### [The request]
Lay out the lines below, from the line with "Wanted = one point per instance on the orange fruit" through the line with "x=312, y=126", both included, as a JSON list of strings with one string per line and blank lines left out.

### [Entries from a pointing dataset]
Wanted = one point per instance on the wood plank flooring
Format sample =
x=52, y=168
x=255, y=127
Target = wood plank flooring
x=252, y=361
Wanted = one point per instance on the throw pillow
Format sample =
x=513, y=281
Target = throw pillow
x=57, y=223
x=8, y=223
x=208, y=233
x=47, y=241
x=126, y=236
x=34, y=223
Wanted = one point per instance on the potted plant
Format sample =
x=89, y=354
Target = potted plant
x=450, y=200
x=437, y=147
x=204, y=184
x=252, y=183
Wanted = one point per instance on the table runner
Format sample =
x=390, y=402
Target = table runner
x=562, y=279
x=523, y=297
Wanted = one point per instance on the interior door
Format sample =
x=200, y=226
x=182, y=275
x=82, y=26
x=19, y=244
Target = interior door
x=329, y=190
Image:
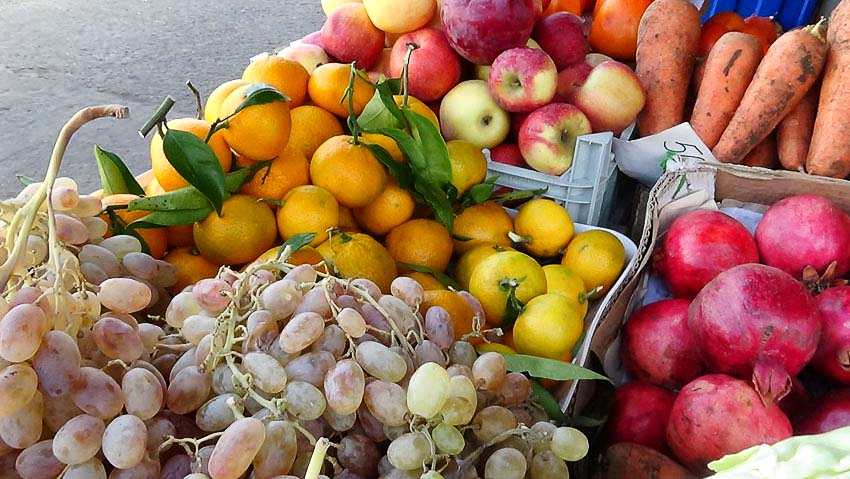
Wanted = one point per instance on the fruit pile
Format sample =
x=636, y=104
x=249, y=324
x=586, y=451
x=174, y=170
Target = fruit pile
x=751, y=345
x=758, y=98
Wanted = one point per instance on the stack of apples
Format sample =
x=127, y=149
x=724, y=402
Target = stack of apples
x=501, y=75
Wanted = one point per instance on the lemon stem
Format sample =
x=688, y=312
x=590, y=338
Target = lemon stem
x=405, y=74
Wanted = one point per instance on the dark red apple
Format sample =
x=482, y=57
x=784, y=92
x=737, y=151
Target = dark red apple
x=479, y=30
x=561, y=35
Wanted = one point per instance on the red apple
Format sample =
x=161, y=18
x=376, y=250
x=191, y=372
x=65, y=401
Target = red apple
x=561, y=35
x=479, y=30
x=348, y=35
x=547, y=139
x=523, y=79
x=508, y=154
x=570, y=79
x=434, y=67
x=611, y=97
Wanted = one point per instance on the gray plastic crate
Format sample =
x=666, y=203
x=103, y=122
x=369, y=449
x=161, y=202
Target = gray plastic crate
x=586, y=189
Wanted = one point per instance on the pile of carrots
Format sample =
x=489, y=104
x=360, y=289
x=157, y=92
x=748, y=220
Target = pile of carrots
x=785, y=107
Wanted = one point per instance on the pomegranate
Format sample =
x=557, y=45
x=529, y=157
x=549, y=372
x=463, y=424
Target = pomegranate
x=832, y=358
x=805, y=230
x=639, y=414
x=756, y=321
x=700, y=245
x=657, y=344
x=715, y=415
x=827, y=413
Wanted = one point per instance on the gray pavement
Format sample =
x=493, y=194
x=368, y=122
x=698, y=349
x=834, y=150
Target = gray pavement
x=57, y=56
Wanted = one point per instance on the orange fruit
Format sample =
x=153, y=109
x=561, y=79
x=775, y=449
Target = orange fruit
x=154, y=238
x=288, y=170
x=421, y=242
x=191, y=267
x=245, y=229
x=391, y=208
x=165, y=174
x=427, y=281
x=358, y=255
x=212, y=109
x=349, y=171
x=289, y=77
x=327, y=86
x=307, y=209
x=259, y=132
x=482, y=224
x=457, y=307
x=312, y=126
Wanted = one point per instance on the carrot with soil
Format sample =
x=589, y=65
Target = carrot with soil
x=829, y=152
x=668, y=39
x=794, y=132
x=729, y=68
x=787, y=72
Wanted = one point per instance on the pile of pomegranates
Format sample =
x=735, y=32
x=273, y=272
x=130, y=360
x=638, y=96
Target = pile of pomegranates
x=753, y=344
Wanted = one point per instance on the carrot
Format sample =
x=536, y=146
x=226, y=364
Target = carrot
x=730, y=66
x=829, y=152
x=784, y=76
x=794, y=132
x=668, y=39
x=633, y=461
x=764, y=154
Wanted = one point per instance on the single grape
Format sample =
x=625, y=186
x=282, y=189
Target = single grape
x=311, y=367
x=181, y=307
x=268, y=374
x=569, y=444
x=448, y=439
x=489, y=371
x=339, y=422
x=429, y=352
x=344, y=386
x=277, y=454
x=38, y=461
x=117, y=340
x=492, y=421
x=91, y=469
x=462, y=403
x=124, y=295
x=188, y=391
x=159, y=428
x=57, y=363
x=79, y=439
x=21, y=332
x=23, y=429
x=301, y=331
x=351, y=322
x=358, y=454
x=387, y=402
x=439, y=327
x=410, y=451
x=280, y=298
x=125, y=441
x=505, y=463
x=304, y=401
x=515, y=389
x=143, y=393
x=462, y=353
x=215, y=415
x=428, y=390
x=380, y=361
x=96, y=393
x=262, y=331
x=546, y=465
x=197, y=326
x=237, y=448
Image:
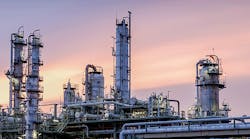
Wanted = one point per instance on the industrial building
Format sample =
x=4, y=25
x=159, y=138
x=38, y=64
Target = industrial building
x=93, y=115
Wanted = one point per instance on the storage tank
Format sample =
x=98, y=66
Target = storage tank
x=208, y=72
x=94, y=83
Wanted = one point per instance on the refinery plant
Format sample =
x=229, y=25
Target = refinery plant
x=91, y=114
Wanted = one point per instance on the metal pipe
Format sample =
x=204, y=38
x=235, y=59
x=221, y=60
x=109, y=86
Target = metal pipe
x=219, y=126
x=178, y=104
x=87, y=130
x=87, y=79
x=55, y=111
x=185, y=121
x=98, y=103
x=129, y=35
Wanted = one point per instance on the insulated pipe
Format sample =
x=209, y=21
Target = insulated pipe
x=178, y=104
x=87, y=130
x=97, y=103
x=185, y=121
x=87, y=79
x=129, y=35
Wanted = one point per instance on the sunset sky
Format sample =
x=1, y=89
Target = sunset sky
x=168, y=38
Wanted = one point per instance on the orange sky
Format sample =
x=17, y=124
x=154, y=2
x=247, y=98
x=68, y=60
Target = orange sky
x=169, y=37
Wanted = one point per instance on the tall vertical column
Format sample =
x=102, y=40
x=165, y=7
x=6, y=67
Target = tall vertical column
x=33, y=87
x=123, y=60
x=208, y=84
x=16, y=72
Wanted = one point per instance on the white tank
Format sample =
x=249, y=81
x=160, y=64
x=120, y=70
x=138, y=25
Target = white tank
x=208, y=85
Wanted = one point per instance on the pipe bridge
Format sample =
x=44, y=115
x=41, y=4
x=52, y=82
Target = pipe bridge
x=194, y=128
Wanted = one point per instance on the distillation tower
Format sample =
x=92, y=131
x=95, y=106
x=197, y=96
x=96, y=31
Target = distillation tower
x=33, y=86
x=94, y=83
x=123, y=59
x=16, y=72
x=208, y=83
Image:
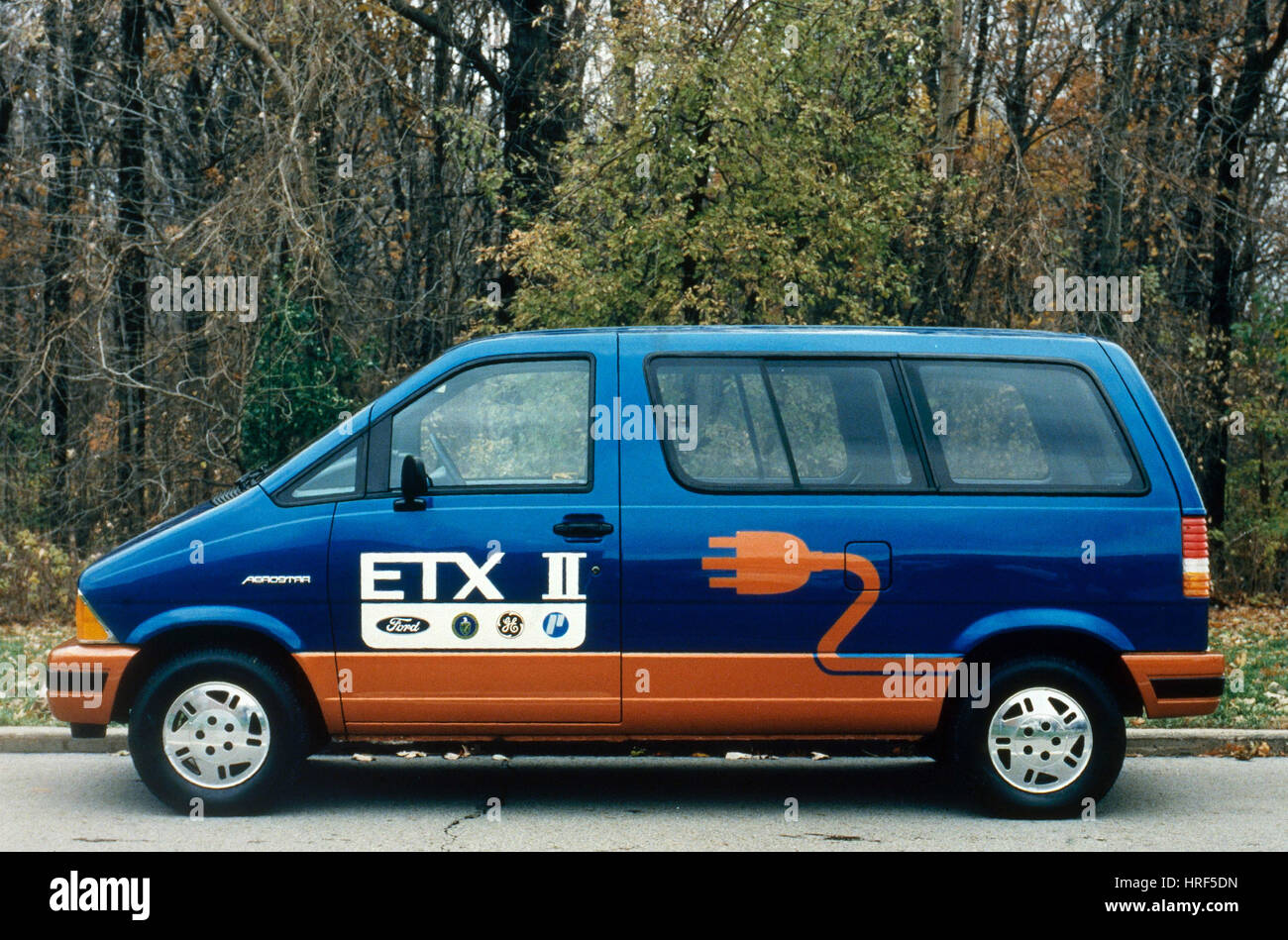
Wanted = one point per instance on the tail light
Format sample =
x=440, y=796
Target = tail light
x=1196, y=577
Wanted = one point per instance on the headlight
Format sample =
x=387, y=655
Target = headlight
x=88, y=626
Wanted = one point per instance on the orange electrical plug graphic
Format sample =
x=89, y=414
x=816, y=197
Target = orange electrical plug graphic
x=778, y=563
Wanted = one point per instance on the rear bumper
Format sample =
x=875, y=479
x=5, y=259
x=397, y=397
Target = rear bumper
x=82, y=680
x=1176, y=683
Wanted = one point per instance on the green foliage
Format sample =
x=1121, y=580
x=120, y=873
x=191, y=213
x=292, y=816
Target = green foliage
x=301, y=381
x=37, y=577
x=735, y=172
x=1254, y=537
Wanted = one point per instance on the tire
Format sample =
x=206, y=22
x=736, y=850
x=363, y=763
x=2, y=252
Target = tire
x=237, y=732
x=1072, y=732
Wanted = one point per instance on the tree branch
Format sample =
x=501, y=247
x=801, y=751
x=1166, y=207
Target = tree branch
x=434, y=26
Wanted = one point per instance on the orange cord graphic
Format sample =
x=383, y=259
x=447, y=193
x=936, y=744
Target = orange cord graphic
x=778, y=563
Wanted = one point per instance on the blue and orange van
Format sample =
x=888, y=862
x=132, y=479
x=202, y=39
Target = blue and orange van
x=990, y=540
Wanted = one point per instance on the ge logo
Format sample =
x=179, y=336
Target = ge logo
x=509, y=625
x=555, y=625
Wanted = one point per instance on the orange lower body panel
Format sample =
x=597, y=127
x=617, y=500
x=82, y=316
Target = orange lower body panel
x=647, y=694
x=1167, y=680
x=82, y=680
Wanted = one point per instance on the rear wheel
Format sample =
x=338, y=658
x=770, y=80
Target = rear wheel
x=220, y=726
x=1050, y=738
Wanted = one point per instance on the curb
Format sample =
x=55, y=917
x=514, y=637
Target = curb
x=1141, y=742
x=1215, y=742
x=56, y=739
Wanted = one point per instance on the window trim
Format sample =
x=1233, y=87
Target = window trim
x=934, y=454
x=763, y=359
x=386, y=430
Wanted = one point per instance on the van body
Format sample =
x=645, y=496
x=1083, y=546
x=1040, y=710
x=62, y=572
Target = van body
x=988, y=540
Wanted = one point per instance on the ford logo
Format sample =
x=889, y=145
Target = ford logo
x=402, y=625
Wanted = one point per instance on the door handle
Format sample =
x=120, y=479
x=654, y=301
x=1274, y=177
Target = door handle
x=584, y=528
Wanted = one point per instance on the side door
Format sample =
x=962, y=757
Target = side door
x=497, y=601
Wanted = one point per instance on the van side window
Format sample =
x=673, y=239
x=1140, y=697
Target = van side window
x=335, y=479
x=737, y=439
x=502, y=424
x=840, y=425
x=1020, y=426
x=798, y=424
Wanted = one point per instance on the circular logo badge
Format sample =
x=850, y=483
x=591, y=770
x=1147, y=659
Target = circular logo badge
x=465, y=626
x=555, y=626
x=509, y=623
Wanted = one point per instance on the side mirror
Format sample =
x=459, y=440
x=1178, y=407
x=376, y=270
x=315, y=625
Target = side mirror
x=415, y=484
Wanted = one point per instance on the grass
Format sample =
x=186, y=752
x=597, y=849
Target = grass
x=24, y=645
x=1252, y=639
x=1254, y=642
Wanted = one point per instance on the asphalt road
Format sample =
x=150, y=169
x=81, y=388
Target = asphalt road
x=97, y=801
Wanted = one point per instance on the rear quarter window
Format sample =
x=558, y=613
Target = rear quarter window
x=1020, y=426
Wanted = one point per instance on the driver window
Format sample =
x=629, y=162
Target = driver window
x=507, y=424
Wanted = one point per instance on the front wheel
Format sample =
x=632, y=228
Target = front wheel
x=1048, y=739
x=218, y=732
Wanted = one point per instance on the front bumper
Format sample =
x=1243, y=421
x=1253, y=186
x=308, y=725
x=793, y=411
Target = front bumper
x=1176, y=683
x=82, y=680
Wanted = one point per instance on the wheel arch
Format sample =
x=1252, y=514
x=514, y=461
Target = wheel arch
x=178, y=639
x=1077, y=645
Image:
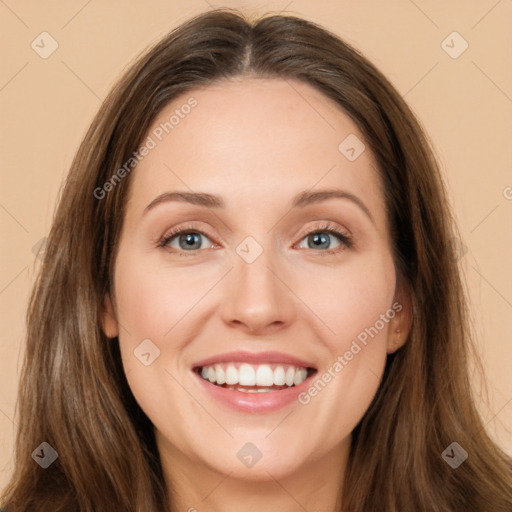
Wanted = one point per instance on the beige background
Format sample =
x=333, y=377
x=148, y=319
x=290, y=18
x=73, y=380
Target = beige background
x=465, y=104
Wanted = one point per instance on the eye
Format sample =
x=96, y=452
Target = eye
x=326, y=238
x=186, y=240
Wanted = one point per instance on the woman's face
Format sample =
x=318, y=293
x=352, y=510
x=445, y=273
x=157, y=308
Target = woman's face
x=283, y=272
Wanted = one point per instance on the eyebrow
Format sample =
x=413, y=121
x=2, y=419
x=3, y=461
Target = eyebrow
x=301, y=200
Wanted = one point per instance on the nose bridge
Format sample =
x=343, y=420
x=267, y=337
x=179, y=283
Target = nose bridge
x=257, y=298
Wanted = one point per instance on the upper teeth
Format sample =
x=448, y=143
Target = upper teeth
x=254, y=375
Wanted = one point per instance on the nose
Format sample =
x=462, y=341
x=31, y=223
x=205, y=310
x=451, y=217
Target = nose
x=258, y=299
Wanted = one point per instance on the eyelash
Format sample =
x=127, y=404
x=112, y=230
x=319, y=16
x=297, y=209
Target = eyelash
x=344, y=238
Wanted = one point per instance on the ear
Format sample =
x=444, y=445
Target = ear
x=108, y=318
x=400, y=325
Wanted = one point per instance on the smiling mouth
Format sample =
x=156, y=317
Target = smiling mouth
x=252, y=378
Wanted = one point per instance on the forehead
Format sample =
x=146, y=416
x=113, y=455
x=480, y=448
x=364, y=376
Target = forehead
x=255, y=141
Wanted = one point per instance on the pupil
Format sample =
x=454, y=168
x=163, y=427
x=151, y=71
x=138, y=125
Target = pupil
x=191, y=239
x=320, y=240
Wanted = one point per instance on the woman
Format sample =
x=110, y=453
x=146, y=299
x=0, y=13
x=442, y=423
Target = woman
x=249, y=293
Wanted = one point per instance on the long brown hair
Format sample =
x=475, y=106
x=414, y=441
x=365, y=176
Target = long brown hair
x=73, y=392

### [Answer below]
[
  "Wanted = one point per instance on the orange fruit",
  "Format sample =",
  "x=153, y=109",
  "x=561, y=79",
  "x=775, y=449",
  "Target = orange fruit",
  "x=154, y=238",
  "x=288, y=170",
  "x=421, y=242",
  "x=191, y=267",
  "x=245, y=229",
  "x=391, y=208",
  "x=165, y=174",
  "x=427, y=281",
  "x=358, y=255",
  "x=212, y=109",
  "x=349, y=171",
  "x=289, y=77",
  "x=327, y=86",
  "x=307, y=209",
  "x=259, y=132",
  "x=482, y=224",
  "x=457, y=307",
  "x=312, y=126"
]